--- BEGIN Given text ---
When targeted landscapes span fortified international borders or zones characterized by widespread illegal activity, the complexities and challenges of drylands restoration strategies are compounded. A case study of such a situation is described here: Cuenca Los Ojos (CLO) is restoring severely altered riparian areas and aridlands on the Mexico-U.S. border. At a time when the U.S. government is fortifying its southwest border, CLO is advancing an alternative paradigm that advocates restoring transborder ecosystems and generating sustainable cross-border economies.
The Cuenca Los Ojos foundation is a nonprofit project created by Valer and Josiah Austin whose institutional mission is “to preserve and restore the biodiversity of the borderland region through land protection, habitat restoration, and wildlife reintroduction”.
The Austins moved from New York City in 1983 to begin ranching in southeastern Arizona. The El Coronado Ranch, which is situated on the western flanks of the Chiricahua Mountains in the borderland area, was badly eroded and overgrazed, prompting the Austins to reduce cattle grazing and initiate land-restoration projects. Their restoration strategy primarily involved erosion control and water harvesting techniques on their Arizona ranches, which encompass some 32 000 hectares.
Traces of pre-Columbian indigenous communities remain throughout the transborder region in the form of thousands of trincheras (rock check dams), primarily used to increase cultivable land and to ensure year-round supplies of drinking water, while also stemming erosion. Although initially the Austins relied almost exclusively on trincheras for erosion control and water harvesting, over the past fifteen years they have also been erecting larger erosion control structures built with gabions (rock-filled baskets formed by a mesh of galvanized wire). Gabion check dams function like trincheras in trapping water-borne sediment while slowing down the rush of storm water down arroyos and streams. Also like trincheras, gabion dams eventually fade into the landscape as they become covered by alluvium and vegetation. Since the early 1980s, the Austins estimate they have erected more than 40,000 trincheras, earthen berms, and gabions on their U.S. and Mexico properties.
Institutionalizing their commitment to land restoration, the Austins founded Cuenca Los Ojos (meaning “basin of springs”) and the civil association Cuenca Los Ojos, A.C. in Mexico. CLO is the institutional instrument to manage their restoration projects and to attract funds to maintain this restoration work. Recognizing that their vision of reviving regional biodiversity and wildlife corridors couldn’t be fully realized without restorative projects south of the border, the Austins purchased Rancho San Bernardino in 1999, and they currently own 42 500 hectares along Mexico’s northern border.
--- END Given text ---
--- BEGIN Information given ---
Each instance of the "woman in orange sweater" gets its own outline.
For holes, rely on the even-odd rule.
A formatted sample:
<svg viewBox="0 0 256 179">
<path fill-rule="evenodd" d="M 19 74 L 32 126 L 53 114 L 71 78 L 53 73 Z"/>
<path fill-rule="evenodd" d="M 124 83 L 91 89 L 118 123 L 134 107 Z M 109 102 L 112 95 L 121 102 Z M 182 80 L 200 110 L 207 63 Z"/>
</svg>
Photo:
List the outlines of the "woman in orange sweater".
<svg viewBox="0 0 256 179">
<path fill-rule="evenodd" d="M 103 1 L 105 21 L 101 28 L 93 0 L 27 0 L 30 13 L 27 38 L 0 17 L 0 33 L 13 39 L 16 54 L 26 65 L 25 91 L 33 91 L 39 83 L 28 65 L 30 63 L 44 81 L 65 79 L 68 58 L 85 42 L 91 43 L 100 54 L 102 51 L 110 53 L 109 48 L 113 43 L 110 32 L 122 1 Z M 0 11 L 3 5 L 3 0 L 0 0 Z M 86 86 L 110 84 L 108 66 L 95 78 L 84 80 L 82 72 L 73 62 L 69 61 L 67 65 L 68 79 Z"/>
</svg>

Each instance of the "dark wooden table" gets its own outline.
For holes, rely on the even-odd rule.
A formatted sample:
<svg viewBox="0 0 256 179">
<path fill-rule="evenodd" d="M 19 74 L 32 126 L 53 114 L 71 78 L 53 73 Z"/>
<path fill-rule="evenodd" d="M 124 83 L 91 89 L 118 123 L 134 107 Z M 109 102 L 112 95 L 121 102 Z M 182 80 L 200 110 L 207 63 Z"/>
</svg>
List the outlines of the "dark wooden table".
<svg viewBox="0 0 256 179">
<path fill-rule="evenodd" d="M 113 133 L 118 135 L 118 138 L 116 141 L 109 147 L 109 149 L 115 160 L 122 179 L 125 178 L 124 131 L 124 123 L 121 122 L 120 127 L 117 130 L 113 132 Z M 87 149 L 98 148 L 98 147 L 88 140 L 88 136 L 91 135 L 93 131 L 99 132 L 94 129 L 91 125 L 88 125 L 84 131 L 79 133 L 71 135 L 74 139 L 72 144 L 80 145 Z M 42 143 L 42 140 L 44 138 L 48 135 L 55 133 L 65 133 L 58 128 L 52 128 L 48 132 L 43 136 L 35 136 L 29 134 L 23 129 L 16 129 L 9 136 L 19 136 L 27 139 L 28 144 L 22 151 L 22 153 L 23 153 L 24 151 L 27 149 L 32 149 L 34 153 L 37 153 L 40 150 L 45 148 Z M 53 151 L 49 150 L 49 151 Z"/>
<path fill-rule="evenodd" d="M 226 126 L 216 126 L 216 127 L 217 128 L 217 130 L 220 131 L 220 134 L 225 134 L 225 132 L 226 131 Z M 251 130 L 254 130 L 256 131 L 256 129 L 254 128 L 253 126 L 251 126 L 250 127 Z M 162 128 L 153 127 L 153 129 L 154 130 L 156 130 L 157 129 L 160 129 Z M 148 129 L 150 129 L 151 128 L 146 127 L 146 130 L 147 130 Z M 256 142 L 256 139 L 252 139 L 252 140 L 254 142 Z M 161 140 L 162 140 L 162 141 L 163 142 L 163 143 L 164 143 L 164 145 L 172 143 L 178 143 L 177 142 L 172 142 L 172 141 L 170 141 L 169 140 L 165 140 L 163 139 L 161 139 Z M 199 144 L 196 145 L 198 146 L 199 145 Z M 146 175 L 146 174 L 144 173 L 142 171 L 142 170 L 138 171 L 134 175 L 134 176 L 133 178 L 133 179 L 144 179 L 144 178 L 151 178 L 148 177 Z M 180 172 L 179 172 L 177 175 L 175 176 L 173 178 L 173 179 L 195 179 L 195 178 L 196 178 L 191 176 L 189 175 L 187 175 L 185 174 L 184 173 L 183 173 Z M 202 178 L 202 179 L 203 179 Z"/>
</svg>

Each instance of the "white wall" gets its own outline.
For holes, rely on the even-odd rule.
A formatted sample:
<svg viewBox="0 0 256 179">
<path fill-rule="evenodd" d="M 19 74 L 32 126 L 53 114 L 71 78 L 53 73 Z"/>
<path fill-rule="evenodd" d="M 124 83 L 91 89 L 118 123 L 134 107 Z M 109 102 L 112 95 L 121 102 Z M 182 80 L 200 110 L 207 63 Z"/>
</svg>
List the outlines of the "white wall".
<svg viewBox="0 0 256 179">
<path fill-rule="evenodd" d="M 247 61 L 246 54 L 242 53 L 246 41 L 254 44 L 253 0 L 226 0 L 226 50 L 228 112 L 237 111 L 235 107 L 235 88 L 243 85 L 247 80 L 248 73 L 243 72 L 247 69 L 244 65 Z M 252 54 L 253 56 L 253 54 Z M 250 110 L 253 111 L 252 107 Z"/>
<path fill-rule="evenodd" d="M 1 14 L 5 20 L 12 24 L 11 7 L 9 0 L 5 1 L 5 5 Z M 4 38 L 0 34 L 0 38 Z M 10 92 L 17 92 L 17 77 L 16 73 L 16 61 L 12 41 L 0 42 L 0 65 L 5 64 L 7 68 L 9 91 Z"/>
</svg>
--- END Information given ---
--- BEGIN Information given ---
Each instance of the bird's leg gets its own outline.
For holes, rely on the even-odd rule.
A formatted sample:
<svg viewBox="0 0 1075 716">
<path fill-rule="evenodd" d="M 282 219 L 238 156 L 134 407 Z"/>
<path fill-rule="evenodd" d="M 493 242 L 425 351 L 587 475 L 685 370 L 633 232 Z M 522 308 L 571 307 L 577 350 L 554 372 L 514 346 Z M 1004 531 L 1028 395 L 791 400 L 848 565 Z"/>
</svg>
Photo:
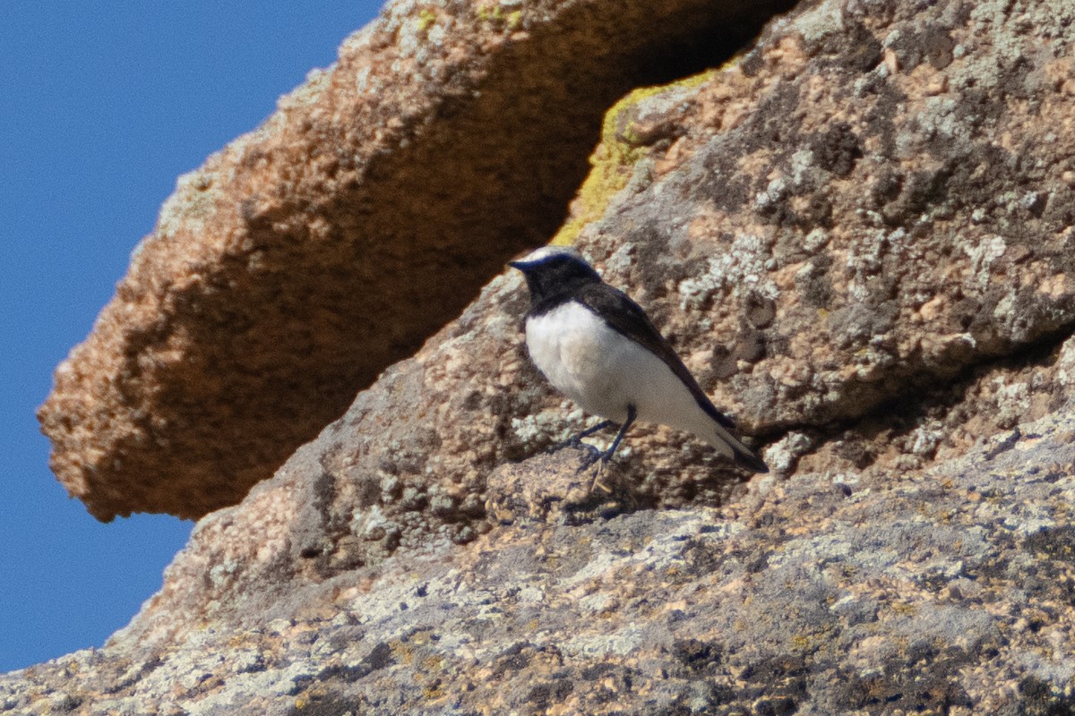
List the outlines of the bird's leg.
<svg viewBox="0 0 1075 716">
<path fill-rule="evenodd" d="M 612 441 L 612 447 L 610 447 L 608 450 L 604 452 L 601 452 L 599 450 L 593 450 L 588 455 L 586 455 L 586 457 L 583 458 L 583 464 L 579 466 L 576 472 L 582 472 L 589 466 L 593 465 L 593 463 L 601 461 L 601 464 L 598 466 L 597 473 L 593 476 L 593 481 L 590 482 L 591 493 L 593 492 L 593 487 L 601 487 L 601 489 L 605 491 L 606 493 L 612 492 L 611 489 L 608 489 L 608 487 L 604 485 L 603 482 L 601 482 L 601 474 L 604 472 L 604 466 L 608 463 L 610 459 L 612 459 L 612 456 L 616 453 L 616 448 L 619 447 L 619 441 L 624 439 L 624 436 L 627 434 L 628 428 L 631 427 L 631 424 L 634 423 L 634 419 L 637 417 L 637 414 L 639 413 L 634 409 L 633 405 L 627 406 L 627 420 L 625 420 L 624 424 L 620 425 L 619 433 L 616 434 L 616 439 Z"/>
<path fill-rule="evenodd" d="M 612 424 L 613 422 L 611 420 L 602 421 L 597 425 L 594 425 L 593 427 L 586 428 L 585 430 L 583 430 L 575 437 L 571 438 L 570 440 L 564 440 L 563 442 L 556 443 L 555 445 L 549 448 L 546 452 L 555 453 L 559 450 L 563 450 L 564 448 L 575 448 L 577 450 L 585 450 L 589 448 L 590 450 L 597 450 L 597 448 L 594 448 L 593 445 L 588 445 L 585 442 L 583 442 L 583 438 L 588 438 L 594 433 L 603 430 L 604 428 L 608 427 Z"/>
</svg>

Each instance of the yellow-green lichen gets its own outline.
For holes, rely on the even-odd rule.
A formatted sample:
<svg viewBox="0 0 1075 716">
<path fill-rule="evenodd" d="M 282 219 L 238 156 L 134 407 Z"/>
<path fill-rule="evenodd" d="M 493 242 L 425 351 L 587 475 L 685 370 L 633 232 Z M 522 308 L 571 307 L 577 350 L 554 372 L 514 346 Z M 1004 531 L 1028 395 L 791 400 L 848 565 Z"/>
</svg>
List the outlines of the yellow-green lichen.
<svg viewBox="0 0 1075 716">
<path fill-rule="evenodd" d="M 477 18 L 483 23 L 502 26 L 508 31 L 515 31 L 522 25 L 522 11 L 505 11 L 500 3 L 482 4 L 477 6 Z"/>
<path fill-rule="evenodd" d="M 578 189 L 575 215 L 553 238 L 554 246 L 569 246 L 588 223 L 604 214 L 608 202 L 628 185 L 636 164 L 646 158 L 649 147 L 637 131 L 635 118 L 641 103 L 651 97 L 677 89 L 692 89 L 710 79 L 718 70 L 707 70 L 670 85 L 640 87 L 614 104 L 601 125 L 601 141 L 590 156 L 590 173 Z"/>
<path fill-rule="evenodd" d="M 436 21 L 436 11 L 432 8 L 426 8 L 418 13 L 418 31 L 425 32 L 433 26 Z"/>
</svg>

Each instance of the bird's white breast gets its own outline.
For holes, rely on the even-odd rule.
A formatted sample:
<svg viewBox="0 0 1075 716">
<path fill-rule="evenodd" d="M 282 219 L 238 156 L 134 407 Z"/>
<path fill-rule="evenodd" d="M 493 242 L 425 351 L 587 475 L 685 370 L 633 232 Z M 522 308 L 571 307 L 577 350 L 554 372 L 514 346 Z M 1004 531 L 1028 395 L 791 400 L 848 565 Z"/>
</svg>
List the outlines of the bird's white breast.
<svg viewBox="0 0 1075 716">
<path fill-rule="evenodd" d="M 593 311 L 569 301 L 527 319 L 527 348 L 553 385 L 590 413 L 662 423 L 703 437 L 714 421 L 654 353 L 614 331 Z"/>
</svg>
--- END Information given ---
--- BEGIN Information given ---
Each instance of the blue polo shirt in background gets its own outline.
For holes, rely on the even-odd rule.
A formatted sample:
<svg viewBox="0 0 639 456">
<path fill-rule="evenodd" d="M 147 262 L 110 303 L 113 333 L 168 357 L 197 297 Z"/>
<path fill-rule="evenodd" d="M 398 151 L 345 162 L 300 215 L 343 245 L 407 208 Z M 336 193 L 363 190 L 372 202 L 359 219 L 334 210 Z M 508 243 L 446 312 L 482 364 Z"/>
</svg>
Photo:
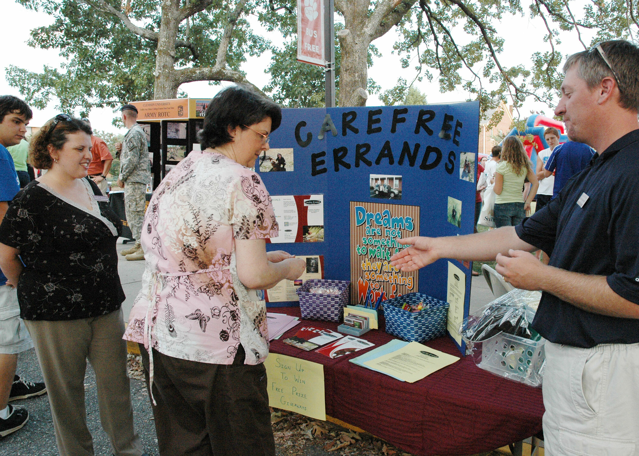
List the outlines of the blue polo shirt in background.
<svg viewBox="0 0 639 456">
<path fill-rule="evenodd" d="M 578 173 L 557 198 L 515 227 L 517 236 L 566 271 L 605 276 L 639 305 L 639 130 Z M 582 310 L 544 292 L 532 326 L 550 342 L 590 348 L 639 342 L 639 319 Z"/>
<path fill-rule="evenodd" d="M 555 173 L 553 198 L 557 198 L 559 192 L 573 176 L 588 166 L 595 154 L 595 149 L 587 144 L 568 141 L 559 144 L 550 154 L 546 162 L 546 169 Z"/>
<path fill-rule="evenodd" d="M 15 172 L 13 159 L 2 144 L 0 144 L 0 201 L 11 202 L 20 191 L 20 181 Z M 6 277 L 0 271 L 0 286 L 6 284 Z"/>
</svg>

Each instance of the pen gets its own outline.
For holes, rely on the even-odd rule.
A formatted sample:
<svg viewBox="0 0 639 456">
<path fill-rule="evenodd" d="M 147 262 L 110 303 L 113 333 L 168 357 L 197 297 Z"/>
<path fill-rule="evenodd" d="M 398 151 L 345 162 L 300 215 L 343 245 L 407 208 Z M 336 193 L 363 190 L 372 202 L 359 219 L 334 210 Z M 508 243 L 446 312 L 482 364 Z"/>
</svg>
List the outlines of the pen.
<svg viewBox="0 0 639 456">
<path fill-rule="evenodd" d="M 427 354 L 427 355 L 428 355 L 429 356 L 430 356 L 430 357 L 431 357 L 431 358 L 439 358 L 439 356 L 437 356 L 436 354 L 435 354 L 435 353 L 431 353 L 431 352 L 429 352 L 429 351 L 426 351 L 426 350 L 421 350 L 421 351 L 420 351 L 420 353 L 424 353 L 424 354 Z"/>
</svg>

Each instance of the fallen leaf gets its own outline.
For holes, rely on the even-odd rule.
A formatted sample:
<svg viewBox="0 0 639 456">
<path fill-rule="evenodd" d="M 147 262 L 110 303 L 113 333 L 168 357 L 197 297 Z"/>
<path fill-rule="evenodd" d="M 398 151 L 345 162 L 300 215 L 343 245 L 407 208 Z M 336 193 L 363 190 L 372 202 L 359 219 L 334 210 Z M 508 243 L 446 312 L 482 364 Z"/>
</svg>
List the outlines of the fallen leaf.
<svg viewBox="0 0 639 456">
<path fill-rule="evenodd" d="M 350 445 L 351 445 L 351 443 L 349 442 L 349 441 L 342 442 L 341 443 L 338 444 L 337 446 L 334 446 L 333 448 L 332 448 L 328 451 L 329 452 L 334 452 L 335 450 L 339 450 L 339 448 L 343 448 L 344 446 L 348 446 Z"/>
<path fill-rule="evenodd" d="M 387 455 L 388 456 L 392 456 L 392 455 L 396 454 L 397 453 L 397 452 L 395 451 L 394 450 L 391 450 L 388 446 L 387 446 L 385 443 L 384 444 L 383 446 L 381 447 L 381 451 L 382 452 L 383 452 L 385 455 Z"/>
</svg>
--- END Information given ---
Challenges:
1. In the Cuenca Los Ojos passage, what led the Austins to purchase Rancho San Bernardino in 1999? Reply in one to three sentences.
2. Extend the Cuenca Los Ojos passage, picking up right after its final sentence.
The listing has no connection to the Cuenca Los Ojos passage.

Per-task answers:
1. The Austins recognized that their vision of reviving regional biodiversity and wildlife corridors couldn't be fully realized without restorative projects south of the border.

2.
CLO has launched its restoration projects in a continental biodiversity hotspot. CLO’s properties encompass all the ecosystems of a region variously described as the Apache Highlands (Marshall et al., 2004) and the Mexican Highlands (Woodward & Durall, 1996). Principal vegetation associations include Chihuahuan desert scrub at 1100 m to pine–oak forests at 2500 m in the Sierra San Luìs (Marshall, 1957). The discontinuous mountain ranges that span the border along the north-south continental divide are known as the Sky Islands or Madrean Archipelago.
CLO manages land restoration projects on five ranches in Mexico that form a nearly unbroken 22 km stretch of borderland, extending east from the San Bernardino Valley into the northern outcrops of the Sierra Madre Occidental. These ranches had been heavily grazed since the 1820s with the creation of the San Bernardino Land Grant (C.O. Minckley, 2013) and especially after the beginning of large-scale cattle ranching by Anglo-Americans and fire exclusion in 1870 (Bahre, 1991). Farming in the San Bernardino Valley using water from artesian wells also resulted in the steady encroachment of woody desert shrubs (largely mesquite and creosote) over the largely brush-free grasslands of the ciénaga that historically spanned this transborder ecoregion.
Rather than concentrating its resources on restoring and conserving the most biodiversity-rich and scenic of its Mexico properties in the Sierra San Luìs, CLO made the strategic decision to focus its resources on Rancho San Bernardino, which was the most severely degraded of its Mexico borderland ranches (V. Austin, personal communication).
1Rancho San Bernardino sits at the junction of the Sonoran and Chihuahuan Deserts and the Mexican subtropics and the Great Plains grasslands (Spector, 2002). The headwaters or important tributaries of the Río Yaqui pass through Rancho San Bernardino and other CLO’s Mexico properties. The Río Yaqui is the largest river system west of the Continental Divide in northwestern Mexico and flows nearly 400 miles southwest through Sonora, finally emptying into the Sea of Cortez. Rancho San Bernardino provides a valuable opportunity to assess both riparian and grassland restoration. The San Bernardino Ranch and the adjacent San Bernardino National Wildlife Refuge on the north side of the border encompass the uppermost extent of the Río Yaqui watershed, and subsurface pumping of the aquifer is not practised elsewhere in this area.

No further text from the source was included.